▶ [SET TASKS]:
(a) List every metric name that the disk metrics text defines.
(b) Format the lines of the records from the line that contains "Where can you spot the open" through the line that contains "(1073, 462)", both included, as a Markdown table. Give each line a row number, use the columns n and Line, and leave out blank lines.

▶ [SUPPLIED TEXT]:
++++++
Metrics have a device field that contains the disk device number the metric applies to. For example, ‘sda’, ‘sdb’, and others.

  • disk_merged_read, the number of read operations per second that could be merged with already queued operations.
  • disk_merged_write, the number of write operations per second that could be merged with already queued operations.
  • disk_octets_read, the number of octets (bytes) read per second.
  • disk_octets_write, the number of octets (bytes) written per second.
  • disk_ops_read, the number of read operations per second.
  • disk_ops_write, the number of write operations per second.
  • disk_time_read, the average time for a read operation to complete in the last interval.
  • disk_time_write, the average time for a write operation to complete in the last interval.

File system

Metrics have a fs field that contains the partition’s mount point to which the metric applies. For example, ‘/’, ‘/var/lib’, and others.
++++++
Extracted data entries

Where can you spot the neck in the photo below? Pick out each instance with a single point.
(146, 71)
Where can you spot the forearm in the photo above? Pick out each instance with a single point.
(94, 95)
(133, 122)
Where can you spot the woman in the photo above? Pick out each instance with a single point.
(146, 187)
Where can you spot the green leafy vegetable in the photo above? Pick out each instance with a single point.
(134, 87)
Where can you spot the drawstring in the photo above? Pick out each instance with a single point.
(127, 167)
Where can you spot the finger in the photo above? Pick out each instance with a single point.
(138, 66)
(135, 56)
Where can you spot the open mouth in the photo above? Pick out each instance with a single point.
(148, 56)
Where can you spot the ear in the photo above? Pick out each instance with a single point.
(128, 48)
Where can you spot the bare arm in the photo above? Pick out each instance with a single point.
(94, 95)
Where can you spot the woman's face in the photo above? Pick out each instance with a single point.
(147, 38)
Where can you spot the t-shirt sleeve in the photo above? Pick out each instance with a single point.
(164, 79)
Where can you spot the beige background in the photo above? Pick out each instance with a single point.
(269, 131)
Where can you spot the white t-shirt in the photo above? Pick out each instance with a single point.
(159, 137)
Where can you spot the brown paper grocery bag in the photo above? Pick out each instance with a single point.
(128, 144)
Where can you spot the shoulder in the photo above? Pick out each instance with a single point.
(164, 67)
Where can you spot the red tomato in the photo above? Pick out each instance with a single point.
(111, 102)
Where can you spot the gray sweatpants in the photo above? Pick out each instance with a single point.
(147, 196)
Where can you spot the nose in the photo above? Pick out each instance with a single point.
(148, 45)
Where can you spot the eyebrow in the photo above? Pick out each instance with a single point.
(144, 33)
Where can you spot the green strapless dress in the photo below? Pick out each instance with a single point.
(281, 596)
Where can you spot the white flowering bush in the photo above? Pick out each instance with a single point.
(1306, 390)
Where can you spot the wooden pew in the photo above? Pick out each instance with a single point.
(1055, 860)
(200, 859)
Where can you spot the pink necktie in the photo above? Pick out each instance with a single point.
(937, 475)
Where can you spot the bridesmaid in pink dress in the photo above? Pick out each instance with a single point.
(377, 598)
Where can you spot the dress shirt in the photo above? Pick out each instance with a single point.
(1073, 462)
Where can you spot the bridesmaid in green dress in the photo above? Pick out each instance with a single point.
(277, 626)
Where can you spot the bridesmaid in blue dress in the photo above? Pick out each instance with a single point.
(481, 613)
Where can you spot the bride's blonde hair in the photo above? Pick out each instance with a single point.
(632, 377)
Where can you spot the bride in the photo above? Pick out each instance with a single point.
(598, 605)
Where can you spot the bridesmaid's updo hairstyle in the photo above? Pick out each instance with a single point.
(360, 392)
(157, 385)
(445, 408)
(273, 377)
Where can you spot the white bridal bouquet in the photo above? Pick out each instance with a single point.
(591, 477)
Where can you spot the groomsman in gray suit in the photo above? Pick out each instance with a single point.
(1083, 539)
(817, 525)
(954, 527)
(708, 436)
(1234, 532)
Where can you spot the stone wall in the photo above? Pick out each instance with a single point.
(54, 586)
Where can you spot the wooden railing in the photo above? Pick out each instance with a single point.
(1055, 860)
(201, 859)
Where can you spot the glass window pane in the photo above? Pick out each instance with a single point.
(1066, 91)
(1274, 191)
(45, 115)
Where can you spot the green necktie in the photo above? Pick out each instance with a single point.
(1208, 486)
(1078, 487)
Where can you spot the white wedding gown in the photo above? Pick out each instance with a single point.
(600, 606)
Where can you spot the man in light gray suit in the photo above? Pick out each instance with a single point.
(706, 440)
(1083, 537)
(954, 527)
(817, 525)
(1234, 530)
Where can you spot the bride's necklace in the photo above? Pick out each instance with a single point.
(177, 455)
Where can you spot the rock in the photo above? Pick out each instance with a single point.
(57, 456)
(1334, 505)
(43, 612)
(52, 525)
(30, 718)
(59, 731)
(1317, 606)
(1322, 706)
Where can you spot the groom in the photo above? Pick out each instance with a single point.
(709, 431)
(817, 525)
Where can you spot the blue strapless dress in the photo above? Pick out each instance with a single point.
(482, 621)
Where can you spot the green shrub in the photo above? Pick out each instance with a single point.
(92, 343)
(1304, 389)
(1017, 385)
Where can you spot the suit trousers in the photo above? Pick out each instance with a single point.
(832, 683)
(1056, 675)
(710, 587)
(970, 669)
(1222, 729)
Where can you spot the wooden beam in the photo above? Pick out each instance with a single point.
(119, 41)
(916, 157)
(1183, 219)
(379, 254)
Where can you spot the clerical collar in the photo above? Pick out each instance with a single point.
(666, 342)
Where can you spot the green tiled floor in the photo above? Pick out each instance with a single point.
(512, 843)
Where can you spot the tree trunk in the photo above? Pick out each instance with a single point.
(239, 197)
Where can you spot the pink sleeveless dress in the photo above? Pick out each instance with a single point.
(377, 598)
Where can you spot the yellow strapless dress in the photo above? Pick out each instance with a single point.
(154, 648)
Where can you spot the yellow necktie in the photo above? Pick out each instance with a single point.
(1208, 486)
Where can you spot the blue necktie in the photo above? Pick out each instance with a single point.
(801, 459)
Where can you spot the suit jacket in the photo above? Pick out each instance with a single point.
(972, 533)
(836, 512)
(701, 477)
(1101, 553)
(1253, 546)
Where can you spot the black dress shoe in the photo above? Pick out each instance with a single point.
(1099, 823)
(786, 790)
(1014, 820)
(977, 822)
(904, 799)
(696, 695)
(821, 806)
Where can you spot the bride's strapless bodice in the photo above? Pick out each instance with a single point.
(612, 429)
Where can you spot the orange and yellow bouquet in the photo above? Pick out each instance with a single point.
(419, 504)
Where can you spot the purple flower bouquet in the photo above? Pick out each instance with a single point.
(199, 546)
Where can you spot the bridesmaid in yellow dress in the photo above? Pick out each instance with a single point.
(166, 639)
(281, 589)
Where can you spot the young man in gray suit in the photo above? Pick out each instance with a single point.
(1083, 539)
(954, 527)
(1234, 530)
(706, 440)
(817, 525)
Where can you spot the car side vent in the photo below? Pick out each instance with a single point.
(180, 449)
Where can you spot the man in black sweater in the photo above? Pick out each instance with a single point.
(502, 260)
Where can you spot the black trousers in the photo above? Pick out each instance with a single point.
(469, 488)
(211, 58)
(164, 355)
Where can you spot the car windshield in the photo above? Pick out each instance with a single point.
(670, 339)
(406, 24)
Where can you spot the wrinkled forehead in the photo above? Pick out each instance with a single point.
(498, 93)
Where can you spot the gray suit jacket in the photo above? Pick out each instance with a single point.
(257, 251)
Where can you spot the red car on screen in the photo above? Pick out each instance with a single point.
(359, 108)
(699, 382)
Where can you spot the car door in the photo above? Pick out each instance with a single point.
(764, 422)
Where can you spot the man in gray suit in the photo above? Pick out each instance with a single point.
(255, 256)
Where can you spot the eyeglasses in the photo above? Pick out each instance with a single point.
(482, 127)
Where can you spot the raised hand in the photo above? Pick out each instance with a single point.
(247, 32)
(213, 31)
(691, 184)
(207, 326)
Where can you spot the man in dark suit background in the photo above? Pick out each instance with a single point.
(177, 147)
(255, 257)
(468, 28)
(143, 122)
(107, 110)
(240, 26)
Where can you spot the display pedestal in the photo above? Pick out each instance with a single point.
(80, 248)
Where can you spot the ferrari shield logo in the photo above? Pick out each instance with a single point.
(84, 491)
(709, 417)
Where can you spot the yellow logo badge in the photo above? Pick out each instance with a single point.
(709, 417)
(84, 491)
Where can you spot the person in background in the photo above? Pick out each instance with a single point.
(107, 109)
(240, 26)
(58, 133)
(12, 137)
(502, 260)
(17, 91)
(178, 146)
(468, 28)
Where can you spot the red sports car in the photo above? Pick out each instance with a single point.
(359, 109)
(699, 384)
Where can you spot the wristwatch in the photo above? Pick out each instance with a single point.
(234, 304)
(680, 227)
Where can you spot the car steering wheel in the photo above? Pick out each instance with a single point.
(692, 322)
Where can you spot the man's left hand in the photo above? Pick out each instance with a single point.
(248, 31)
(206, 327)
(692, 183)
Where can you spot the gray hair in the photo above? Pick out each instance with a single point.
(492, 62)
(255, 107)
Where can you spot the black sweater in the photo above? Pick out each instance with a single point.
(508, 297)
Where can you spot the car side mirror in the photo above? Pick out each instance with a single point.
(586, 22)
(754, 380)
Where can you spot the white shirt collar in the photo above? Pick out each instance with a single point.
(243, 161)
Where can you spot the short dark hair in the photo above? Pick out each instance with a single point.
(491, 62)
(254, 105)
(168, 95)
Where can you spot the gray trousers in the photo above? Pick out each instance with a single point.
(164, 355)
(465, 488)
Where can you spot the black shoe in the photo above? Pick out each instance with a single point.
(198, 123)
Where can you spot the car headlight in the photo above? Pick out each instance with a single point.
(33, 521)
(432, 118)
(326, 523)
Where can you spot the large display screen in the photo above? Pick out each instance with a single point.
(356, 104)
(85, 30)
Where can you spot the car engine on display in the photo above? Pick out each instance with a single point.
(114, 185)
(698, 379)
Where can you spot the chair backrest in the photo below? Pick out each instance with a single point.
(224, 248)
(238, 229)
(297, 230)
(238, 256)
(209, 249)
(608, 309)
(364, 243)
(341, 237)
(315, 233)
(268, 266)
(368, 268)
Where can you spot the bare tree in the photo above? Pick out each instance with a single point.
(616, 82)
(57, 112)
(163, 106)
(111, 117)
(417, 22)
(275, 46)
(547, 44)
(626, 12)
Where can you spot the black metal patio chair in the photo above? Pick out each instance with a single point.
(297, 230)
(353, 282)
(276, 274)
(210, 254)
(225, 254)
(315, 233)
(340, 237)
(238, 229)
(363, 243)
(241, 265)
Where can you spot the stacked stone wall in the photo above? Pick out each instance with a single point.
++++++
▶ [PER-TASK OUTPUTS]:
(a)
- disk_merged_read
- disk_merged_write
- disk_octets_read
- disk_octets_write
- disk_ops_read
- disk_ops_write
- disk_time_read
- disk_time_write

(b)
| n | Line |
|---|---|
| 1 | Where can you spot the open mouth in the photo above? Pick out each instance with a single point. |
| 2 | (148, 56) |
| 3 | Where can you spot the ear in the photo above? Pick out each instance with a single point. |
| 4 | (128, 48) |
| 5 | Where can you spot the bare arm in the photo above? Pick out each instance with a single point. |
| 6 | (94, 95) |
| 7 | Where can you spot the woman's face in the photo above? Pick out each instance with a single point. |
| 8 | (147, 38) |
| 9 | Where can you spot the t-shirt sleeve in the photo above? Pick out each instance with a single point. |
| 10 | (164, 79) |
| 11 | Where can you spot the beige background in the photo above? Pick out each instance with a single point. |
| 12 | (269, 131) |
| 13 | Where can you spot the white t-shirt in the photo above? Pick out each instance with a single point. |
| 14 | (159, 137) |
| 15 | Where can you spot the brown paper grocery bag in the photo above? Pick out each instance with a single point. |
| 16 | (128, 144) |
| 17 | Where can you spot the shoulder in the photo above? Pick out each instance with a single point. |
| 18 | (164, 67) |
| 19 | Where can you spot the red tomato in the photo above? Pick out each instance with a single point. |
| 20 | (111, 102) |
| 21 | Where can you spot the gray sweatpants in the photo above? Pick out each instance with a single point. |
| 22 | (147, 196) |
| 23 | Where can you spot the nose in the photo above? Pick out each instance with a single point. |
| 24 | (148, 45) |
| 25 | Where can you spot the eyebrow in the photo above? Pick out each instance with a single point. |
| 26 | (144, 33) |
| 27 | Where can you spot the green strapless dress in the photo below? Pick out each instance with a single point. |
| 28 | (281, 596) |
| 29 | Where can you spot the white flowering bush in the photo above? Pick out each instance with a single point. |
| 30 | (1306, 390) |
| 31 | Where can you spot the wooden pew in the photo above? Pick out each instance with a single point. |
| 32 | (1055, 860) |
| 33 | (200, 859) |
| 34 | Where can you spot the pink necktie in the photo above? Pick out each instance with a single point. |
| 35 | (937, 475) |
| 36 | Where can you spot the bridesmaid in pink dress in the photo above? Pick out each instance with a single point. |
| 37 | (377, 598) |
| 38 | Where can you spot the dress shirt in the photo above? Pick out each instance with a single point. |
| 39 | (1073, 462) |